### EXERCISE PROMPT
From the blog post on Canadian broadcast policy, extract the passage starting with "There’s a welcome" and going on through "Prairie Prince here.", copied word for word.

### TEXT SHOWN
START

Wednesday, April 07, 2010

The Tipping Point

prairie wind

There’s a welcome breeze from the West today in the form of a brilliant post from Will “Chinook” Dixon.

Will parses the ongoing (make that endless) process of developing and instituting broadcast policy in this country from the point of view of how it’s devastating those who are supposed to be around to create content once the smarter folks in Ottawa figure out just what that content is going to be.

You can savor the Prairie Prince here.

To be honest, there have been moments lately when I’ve felt that the broadcaster endgame in all this is to starve us all out of the business so they can appear before the CRTC one day and ask for their Cancon to be reduced to zero because --- well, there doesn’t seem to be anybody making any!

And if what Uncle Willis has to say doesn’t make you want to sign up for Bartender school (Hey, at least the drinks are handy) then you might want to read this little tidbit from Broadcaster --- Canada’s Communications Magazine --- reporting a CRTC Audit proving that Cable companies have not even come close to living up to their Community Channel requirements.

The investigation (conducted from 2002 to 2005) discovered that all the systems weren’t meeting their 30% public access requirement while one didn’t have any of that content at all.

In addition, commercials were often double the allowable limit while there were so many Cable promos at times that one Rogers outlet was cited as providing programming "similar to an hour long promo of their services."

Not that we didn’t suspect the cable companies were bending the rules as much as the broadcasters they vilify. But what’s astonishing here is that this report was in the hands of the Commission well before all the recent back and forth over cable fees and local TV.

END

Object point labels

START

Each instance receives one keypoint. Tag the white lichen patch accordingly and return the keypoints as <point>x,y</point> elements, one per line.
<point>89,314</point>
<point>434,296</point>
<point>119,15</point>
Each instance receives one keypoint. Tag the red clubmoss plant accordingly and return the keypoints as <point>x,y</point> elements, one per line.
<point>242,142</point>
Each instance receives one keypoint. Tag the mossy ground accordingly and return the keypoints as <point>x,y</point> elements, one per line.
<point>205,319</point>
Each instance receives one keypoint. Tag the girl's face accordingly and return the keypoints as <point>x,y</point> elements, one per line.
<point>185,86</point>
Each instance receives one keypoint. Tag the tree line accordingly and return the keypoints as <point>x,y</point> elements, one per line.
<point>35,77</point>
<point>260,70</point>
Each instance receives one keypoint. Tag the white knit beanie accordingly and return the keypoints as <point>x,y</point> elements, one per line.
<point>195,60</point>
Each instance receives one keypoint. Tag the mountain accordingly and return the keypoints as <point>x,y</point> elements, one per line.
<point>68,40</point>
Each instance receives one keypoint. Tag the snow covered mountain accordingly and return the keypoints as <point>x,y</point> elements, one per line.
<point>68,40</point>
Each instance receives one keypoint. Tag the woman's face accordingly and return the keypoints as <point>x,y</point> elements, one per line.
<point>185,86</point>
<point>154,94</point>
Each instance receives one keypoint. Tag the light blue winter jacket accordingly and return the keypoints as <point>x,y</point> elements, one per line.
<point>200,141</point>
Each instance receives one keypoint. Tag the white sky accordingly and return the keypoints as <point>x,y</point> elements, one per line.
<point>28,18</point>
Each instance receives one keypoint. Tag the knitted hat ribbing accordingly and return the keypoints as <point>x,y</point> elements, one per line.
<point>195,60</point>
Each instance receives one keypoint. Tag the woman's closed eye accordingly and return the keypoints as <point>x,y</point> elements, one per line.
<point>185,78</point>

END

### REPLY
There’s a welcome breeze from the West today in the form of a brilliant post from Will “Chinook” Dixon.

Will parses the ongoing (make that endless) process of developing and instituting broadcast policy in this country from the point of view of how it’s devastating those who are supposed to be around to create content once the smarter folks in Ottawa figure out just what that content is going to be.

You can savor the Prairie Prince here.